INSTRUCCIONES »
1. Responde estas preguntas sobre el texto de la Mona Lisa:
(a) ¿En qué museo y en qué ciudad se exhibe el cuadro?
(b) ¿Qué rodea a la pintura?
(c) ¿Qué prohibición se les advierte de antemano a los turistas?
2. Retoma el texto de la Mona Lisa y continúalo a partir de su última oración.

== TEXTO CITADO ==

|
Escribe: El peregrino impertinente
La Mona Lisa, el famoso cuadro de Leonardo, es exhibido desde hace décadas en el Museo del Louvre, en París. Amén de su belleza y calidad, en vivo la pintura no se aprecia demasiado. Es mucho más chica de lo que uno se imagina, y encima está rodeada por un amplio cordón de seguridad. Así, la cara de la señora apenas se ve, por lo que tranquilamente podría ser confundida con la de cualquier vieja del barrio que va a la carnicería con el único objetivo de manguear EL DIARIO para ver los avisos fúnebres.
Lo interesante del asunto, más que la poco sociable obra, es el juego que, con singular dinamismo se desarrolla a su alrededor. Los turistas, que son advertidos de antemano sobre la prohibición de fotografiar el cuadro, se empecinan en gatillar sobre el mismo. Los guardias son los encargados de evitar el siniestro, no sin transpirar la gota gorda.

===
== BLOQUE DE DATOS ==

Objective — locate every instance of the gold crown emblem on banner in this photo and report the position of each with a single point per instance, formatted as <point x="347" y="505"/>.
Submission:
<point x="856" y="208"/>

===

RESULTADOS DEL EJERCICIO »
1.
(a) En el Museo del Louvre, en París.
(b) Un amplio cordón de seguridad.
(c) La prohibición de fotografiar el cuadro.

2.
Manga de inadaptados
“No, no, no, monsieur. No, no, no, madame”, repiten incansablemente, mientras levantan sus manos intentando bloquear los embates de las cámaras. Un día yo fui al museo, y al igual que el 97% de los presentes, amagaba permanentemente con levantar la máquina, sólo para ver la reacción de los custodios de La Gioconda. Un trabajo espantoso el de estos muchachos, que se tienen que aguantar la desidia y la febril intransigencia de una manga de inadaptados que más que la obra, disfrutan de ver la desesperación con la que esas manos censuradoras se levantan una y otra vez.
A todo esto, desde el lienzo, la Mona Lisa contempla el escenario y murmura: “Más jodido es el laburo mío, que tengo que bancarme toda esta gilada y encima poner cara de Laura Ingalls. Cómo los cagaría a trompadas”. Y bueno, son los sacrificios que hace el arte.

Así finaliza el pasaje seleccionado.